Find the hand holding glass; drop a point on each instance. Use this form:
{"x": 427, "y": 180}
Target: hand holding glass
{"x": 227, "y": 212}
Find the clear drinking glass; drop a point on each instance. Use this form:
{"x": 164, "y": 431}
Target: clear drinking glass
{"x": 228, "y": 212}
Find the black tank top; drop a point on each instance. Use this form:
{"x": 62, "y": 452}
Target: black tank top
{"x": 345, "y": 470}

====

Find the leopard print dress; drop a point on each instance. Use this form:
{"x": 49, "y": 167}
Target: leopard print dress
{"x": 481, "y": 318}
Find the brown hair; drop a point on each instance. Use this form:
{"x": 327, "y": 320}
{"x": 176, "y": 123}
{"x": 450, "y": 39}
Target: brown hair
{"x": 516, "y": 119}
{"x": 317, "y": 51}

====

Objective ▸ How many lines of the entries above contain the word "hand"? Reply with the number only.

The response ▸ 2